AIM OF THE TASK:
Update the records below by putting "every instance" in place of each "each instance" and leaving every other line as it is.

SUPPLIED RECORDS:

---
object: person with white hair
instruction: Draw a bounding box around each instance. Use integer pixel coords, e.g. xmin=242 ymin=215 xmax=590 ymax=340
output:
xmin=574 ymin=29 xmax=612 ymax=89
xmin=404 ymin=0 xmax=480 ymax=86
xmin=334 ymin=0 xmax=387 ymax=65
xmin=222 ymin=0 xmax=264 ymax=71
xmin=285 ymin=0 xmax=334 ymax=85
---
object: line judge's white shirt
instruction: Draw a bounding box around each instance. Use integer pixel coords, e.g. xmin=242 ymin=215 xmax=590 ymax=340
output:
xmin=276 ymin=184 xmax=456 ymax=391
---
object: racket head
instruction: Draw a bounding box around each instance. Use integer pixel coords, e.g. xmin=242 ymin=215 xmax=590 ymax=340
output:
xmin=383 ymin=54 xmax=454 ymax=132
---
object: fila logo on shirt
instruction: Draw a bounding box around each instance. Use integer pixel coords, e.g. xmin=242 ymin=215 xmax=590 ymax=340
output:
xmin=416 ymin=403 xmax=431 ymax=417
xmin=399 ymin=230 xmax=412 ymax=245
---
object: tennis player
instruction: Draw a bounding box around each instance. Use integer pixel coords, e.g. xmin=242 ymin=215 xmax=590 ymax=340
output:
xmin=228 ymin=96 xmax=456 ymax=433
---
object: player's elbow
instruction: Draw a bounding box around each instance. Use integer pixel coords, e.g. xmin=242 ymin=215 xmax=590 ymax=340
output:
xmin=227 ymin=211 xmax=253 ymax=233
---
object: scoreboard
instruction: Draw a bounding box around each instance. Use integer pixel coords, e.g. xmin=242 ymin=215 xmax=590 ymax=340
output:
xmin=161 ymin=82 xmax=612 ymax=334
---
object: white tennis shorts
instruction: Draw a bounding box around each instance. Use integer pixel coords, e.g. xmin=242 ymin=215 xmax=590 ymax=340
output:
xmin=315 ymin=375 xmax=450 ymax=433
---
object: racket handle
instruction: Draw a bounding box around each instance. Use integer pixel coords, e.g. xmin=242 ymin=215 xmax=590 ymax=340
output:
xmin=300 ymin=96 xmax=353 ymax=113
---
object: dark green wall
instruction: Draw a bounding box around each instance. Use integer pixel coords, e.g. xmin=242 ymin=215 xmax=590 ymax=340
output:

FULL OUTPUT:
---
object: person with white hair
instruction: Draw a bounding box around every instance. Use integer pixel coords, e.g. xmin=242 ymin=215 xmax=590 ymax=340
output:
xmin=574 ymin=29 xmax=612 ymax=89
xmin=404 ymin=0 xmax=480 ymax=86
xmin=334 ymin=0 xmax=387 ymax=65
xmin=222 ymin=0 xmax=264 ymax=71
xmin=285 ymin=0 xmax=334 ymax=85
---
object: line judge's white shirt
instruction: Draw a bounding box around every instance. Use integer pixel coords, e.g. xmin=242 ymin=215 xmax=590 ymax=340
output:
xmin=276 ymin=184 xmax=456 ymax=391
---
object: racket head
instruction: Draw a bounding box around every instance. Use integer pixel coords, e.g. xmin=242 ymin=215 xmax=590 ymax=340
output:
xmin=383 ymin=54 xmax=454 ymax=132
---
object: fila logo on shirt
instruction: Draw a bounding box around every instance. Use integer pixel coords, e.g. xmin=242 ymin=215 xmax=590 ymax=340
output:
xmin=416 ymin=403 xmax=431 ymax=417
xmin=399 ymin=230 xmax=412 ymax=245
---
object: tennis player
instruction: Draw a bounding box around every instance. Use integer pixel coords, e.g. xmin=242 ymin=215 xmax=590 ymax=340
output:
xmin=228 ymin=96 xmax=456 ymax=433
---
object: player's elbow
instruction: Draw a bounding box around every instance. Use integer pixel coords, e.g. xmin=242 ymin=215 xmax=590 ymax=340
output:
xmin=227 ymin=211 xmax=253 ymax=233
---
object: scoreboard
instruction: Draw a bounding box around every instance. Use integer pixel coords, e.g. xmin=242 ymin=215 xmax=590 ymax=340
output:
xmin=161 ymin=82 xmax=612 ymax=334
---
object: white tennis shorts
instruction: Draw a bounding box around every instance. Use integer pixel coords, e.g. xmin=242 ymin=215 xmax=590 ymax=340
output:
xmin=315 ymin=375 xmax=450 ymax=433
---
object: racket handle
instruction: Draw a bounding box around every instance. Use integer pixel coords, e.g. xmin=242 ymin=215 xmax=590 ymax=340
output:
xmin=300 ymin=96 xmax=353 ymax=113
---
object: dark green wall
instruction: Draw a bounding box around every instance. Use integer pixel coords, e.g. xmin=242 ymin=215 xmax=590 ymax=340
output:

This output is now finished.